──────── Given passage

The travel industry saw performance and demand improving steadily throughout 2021 and 2022. As the pandemic conditions eased, pent-up leisure demand helped hotels and airlines recover some losses.  

According to revealed Deloitte’s latest Travel Industry Outlook, hotels have been able to achieve rates and RevPAR above 2019 levels and U.S. air travel volume has reached at least 80% of 2019 levels every day from July 5 through November 30, 2022, driven by constrained capacity and increased fares. The report is based on Deloitte’s ongoing consumer research, including from Deloitte’s State of the Consumer Tracker.  

Despite the recovery, the travel and tourism industry is expected to face new challenges in 2023, after years of pandemic-related setbacks, according to the study. Although health concerns have subsided, new pressures have emerged, including a labor shortage, concerns about climate change, and the possibility that corporate travel will never return to pre-pandemic levels.

“If 2022 was the year of welcomed pent-up demand, 2023 will be a year of coming to grips with some complicated realities facing travel. The year ahead in travel will be defined by the basics — product, performance and price — in the context of economies and societies reshaping themselves on the way of a once-in-a-generation crisis,” the study said.  

Key findings of the report include: 

  1. Leisure demand faces a murky outlook: After a prolonged steady rise, the intent to book travel was flat or down across all travel segments. YOY demand for leisure travel at the end of 2022 was flat YOY. After increasing in the summer, Americans’ desire to travel during the winter holidays has decreased. The September softening in demand could be the start of a long-term trend of consumer belt-tightening. The outlook for leisure travel in 2023 remains bleak, whether due to rising consumer financial concerns or simply a desire for many to avoid peak travel dates.
  2. Challenges in staffing and supply chain will undermine experience: The travel experience has been impacted, especially as companies struggle to keep up amid staffing shortages, technology issues and ongoing supply chain challenges. As travelers demand better experiences and prices remain high, these issues could begin to hurt overall business performance for the industry. While many travelers might opt to travel less or not at all, many are expected to adjust their trips, compromising their budget.

────────────────
──────── Extracted material

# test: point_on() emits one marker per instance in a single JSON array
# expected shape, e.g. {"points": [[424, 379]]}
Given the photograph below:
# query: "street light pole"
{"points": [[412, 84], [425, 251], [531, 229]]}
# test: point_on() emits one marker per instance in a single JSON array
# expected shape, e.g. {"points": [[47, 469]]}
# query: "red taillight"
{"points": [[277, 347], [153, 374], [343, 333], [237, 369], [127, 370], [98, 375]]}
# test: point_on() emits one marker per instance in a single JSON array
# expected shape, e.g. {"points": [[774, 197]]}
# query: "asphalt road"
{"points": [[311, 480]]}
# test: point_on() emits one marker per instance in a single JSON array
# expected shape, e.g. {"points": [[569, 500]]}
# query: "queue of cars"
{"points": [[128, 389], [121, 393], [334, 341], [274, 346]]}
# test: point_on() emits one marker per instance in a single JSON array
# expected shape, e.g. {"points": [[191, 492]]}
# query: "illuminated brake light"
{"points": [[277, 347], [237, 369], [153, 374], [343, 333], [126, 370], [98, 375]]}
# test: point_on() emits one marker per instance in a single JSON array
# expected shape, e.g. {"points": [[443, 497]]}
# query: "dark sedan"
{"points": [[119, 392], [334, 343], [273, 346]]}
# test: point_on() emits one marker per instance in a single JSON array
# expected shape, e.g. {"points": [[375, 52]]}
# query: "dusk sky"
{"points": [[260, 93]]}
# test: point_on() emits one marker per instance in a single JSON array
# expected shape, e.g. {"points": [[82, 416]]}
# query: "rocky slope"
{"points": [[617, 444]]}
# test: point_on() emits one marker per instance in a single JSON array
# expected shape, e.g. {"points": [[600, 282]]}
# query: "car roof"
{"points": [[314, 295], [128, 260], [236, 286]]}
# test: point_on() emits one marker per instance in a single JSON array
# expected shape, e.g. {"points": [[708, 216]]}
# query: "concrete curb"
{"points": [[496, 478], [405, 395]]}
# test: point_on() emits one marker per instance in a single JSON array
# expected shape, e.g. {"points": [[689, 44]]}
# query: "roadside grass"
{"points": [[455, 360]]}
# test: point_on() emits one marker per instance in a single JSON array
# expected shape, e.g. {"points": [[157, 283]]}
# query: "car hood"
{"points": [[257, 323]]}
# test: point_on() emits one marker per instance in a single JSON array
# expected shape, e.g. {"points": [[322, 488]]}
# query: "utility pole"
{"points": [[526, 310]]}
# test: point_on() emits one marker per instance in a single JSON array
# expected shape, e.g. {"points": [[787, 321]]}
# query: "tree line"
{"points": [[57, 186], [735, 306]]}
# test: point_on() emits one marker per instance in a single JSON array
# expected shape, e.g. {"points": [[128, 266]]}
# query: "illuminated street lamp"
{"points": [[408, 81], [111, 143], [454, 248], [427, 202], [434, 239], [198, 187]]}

────────────────

### Problems and tasks
a) According to the travel outlook passage, why could staffing shortages, technology issues and supply chain problems start to hurt the industry's overall business performance? Answer in one to three sentences.
b) Carry on the travel industry outlook passage, starting after its final sentence.

### Task results
a) These problems have already hurt the travel experience. Travelers are demanding better experiences while prices remain high, so the problems could begin to hurt overall business performance.

b)
  3. Corporate’s new normal: Corporate travel will face cost-related challenges. With high airfares and many businesses finding growth harder to come by, there might be some expense-related curbing of trips. Corporate travel is expected to see major gains, primarily contributed by key corporate and industry events scheduled for the year. One-quarter (25%) of business travelers now point to conferences, exhibitions, or tradeshows as their primary reason for travel 
  4. Sustainability is important but has fewer options: Travelers are eager for more transparency through sustainability reporting, especially as 68% of consumers consider climate change an emergency. And travel suppliers do have sustainability much higher on their agendas than before, Deloitte found, creating opportunities to meet those demands.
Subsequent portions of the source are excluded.